> [Texte à analyser]
══════════════════════════════

L'intelligence artificielle n'a pas vocation à remplacer les médecins, elle ne peut pas s'assoir avec un patient, discuter avec lui de son diagnostic ni de l'adaptation du traitement prévu mais il peut aider les médecins à mieux identifier toutes les options. L'une des particularités du secteur santé, c'est la notion de relativité de la valeur des connaissances dans un secteur sensible, et la modestie face à la vie et à la maladie. A quoi peut ressembler l'apprentissage de l'humilité aux machines ?

Beaucoup s'interrogent, experts du sujets et médecins, sur les méthodes d'apprentissage profond, ou deep learning, dont les résultats sont meilleurs mais dont le système de classification reste obscur. Dans le cas d'une erreur de traitement, qui serait responsable, le médecin ou la machine ? Le constructeur de la machine ? Une mise à disposition et une vulgarisation des rapports des comités d'éthique sur la portée de l'intelligence artificielle comme outil d'aide, notamment en santé pour les médecins, l'ensemble du personnel soignant et les patients augmenterait les chances d'adhésion et fluidifierait ainsi les échanges entre professionnels de santé et patients.

══════════════════════════════

> [Tâche à réaliser]
Recopiez intégralement, sans rien y changer, le texte ci-dessus sur l'intelligence artificielle en santé. Les enregistrements qui viennent ensuite forment un matériau distinct du texte.

(Données d'expressions référentielles fondées sur des photos)
══════════════════════════════

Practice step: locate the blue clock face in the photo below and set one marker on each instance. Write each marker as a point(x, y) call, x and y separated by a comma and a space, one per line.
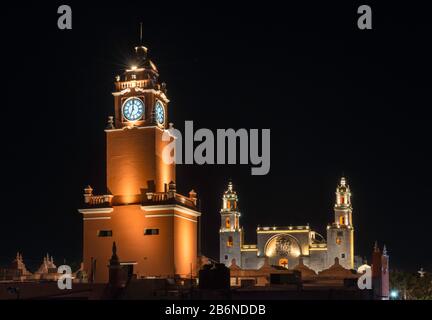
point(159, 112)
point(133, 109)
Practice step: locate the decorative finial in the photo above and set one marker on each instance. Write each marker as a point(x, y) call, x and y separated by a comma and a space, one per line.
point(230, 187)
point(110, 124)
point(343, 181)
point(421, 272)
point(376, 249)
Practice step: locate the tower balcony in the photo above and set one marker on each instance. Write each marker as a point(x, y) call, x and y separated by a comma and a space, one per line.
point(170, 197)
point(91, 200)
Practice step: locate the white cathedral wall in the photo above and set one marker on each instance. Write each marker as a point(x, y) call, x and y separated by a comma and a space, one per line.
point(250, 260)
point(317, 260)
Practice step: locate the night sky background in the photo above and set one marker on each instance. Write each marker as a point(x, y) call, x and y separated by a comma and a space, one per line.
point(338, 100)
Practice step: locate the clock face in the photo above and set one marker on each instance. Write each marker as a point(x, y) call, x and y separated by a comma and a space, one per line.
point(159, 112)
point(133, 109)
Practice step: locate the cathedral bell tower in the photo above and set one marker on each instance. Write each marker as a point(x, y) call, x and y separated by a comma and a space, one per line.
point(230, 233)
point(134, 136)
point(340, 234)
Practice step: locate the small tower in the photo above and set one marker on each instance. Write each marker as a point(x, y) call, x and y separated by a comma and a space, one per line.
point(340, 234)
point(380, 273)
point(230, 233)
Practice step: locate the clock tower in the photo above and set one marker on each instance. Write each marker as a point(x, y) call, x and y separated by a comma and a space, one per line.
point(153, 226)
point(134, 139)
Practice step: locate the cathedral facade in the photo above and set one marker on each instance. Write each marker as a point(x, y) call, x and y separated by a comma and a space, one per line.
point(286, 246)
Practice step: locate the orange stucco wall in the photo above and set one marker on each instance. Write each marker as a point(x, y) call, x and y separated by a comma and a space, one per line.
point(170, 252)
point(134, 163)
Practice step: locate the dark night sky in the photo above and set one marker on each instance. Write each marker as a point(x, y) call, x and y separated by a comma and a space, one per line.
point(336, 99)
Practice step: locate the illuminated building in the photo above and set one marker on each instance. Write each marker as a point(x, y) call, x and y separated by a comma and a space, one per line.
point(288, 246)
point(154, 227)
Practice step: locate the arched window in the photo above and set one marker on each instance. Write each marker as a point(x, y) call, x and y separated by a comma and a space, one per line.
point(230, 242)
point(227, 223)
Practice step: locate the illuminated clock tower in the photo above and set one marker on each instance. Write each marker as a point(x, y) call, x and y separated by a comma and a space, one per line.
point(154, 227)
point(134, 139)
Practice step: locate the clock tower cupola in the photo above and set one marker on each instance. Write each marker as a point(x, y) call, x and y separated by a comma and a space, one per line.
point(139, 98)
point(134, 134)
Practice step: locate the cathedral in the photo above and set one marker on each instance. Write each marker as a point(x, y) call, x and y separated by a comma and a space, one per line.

══════════════════════════════

> [Exercice terminé]
L'intelligence artificielle n'a pas vocation à remplacer les médecins, elle ne peut pas s'assoir avec un patient, discuter avec lui de son diagnostic ni de l'adaptation du traitement prévu mais il peut aider les médecins à mieux identifier toutes les options. L'une des particularités du secteur santé, c'est la notion de relativité de la valeur des connaissances dans un secteur sensible, et la modestie face à la vie et à la maladie. A quoi peut ressembler l'apprentissage de l'humilité aux machines ?

Beaucoup s'interrogent, experts du sujets et médecins, sur les méthodes d'apprentissage profond, ou deep learning, dont les résultats sont meilleurs mais dont le système de classification reste obscur. Dans le cas d'une erreur de traitement, qui serait responsable, le médecin ou la machine ? Le constructeur de la machine ? Une mise à disposition et une vulgarisation des rapports des comités d'éthique sur la portée de l'intelligence artificielle comme outil d'aide, notamment en santé pour les médecins, l'ensemble du personnel soignant et les patients augmenterait les chances d'adhésion et fluidifierait ainsi les échanges entre professionnels de santé et patients.